### ACTIVITY:
Wherever a line in the records below contains "clicks", copy that line.

Collected data entries

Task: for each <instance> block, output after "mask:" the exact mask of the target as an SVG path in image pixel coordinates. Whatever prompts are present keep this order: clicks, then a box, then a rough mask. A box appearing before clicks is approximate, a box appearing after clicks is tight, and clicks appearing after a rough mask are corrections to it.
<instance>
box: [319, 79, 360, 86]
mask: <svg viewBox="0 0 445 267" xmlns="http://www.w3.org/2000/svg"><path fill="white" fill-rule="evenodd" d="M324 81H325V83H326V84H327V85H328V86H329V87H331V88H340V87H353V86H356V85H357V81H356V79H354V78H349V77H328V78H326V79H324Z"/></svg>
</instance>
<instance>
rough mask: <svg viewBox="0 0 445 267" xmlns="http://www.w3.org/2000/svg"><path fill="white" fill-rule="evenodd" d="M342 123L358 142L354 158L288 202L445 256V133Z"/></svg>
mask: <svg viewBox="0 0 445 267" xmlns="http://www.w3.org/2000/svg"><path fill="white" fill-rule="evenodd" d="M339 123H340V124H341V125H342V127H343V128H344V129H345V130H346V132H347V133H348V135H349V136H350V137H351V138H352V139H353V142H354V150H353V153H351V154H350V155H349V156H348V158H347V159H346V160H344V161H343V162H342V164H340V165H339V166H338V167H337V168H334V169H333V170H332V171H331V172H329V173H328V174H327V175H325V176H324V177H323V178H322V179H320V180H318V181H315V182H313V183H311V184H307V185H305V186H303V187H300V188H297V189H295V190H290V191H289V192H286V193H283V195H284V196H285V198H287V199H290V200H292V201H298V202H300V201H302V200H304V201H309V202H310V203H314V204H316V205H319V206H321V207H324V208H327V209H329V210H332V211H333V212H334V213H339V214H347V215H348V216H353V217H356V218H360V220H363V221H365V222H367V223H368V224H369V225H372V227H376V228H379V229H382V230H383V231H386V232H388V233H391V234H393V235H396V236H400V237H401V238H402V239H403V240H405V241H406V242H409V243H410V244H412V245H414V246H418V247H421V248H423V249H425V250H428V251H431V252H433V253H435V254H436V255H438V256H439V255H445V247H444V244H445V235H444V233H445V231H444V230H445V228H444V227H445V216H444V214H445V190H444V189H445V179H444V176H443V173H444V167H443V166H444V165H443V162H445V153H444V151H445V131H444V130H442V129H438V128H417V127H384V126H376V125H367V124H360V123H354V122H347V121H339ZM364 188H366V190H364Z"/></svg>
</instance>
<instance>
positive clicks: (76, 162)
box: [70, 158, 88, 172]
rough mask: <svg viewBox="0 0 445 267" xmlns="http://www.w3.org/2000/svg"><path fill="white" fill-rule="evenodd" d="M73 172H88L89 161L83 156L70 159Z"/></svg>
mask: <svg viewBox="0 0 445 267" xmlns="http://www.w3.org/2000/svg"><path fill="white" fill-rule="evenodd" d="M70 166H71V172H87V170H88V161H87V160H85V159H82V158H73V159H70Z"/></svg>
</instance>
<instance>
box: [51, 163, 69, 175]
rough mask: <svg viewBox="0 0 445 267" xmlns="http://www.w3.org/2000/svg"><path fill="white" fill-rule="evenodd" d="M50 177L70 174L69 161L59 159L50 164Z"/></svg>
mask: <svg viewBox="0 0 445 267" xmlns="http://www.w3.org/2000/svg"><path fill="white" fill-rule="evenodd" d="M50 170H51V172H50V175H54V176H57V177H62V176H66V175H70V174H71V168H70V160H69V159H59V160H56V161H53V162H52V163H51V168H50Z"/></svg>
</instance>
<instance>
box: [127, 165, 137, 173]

### RESPONSE:
Task: for each <instance> block, output after "mask:" the exact mask of the target as an SVG path in image pixel coordinates. Whatever prompts are present keep this order: clicks, then a box, then a rough mask. A box appearing before clicks is approximate, a box appearing after clicks is tight, and clicks appearing after a rough mask are corrections to it.
positive clicks: (76, 162)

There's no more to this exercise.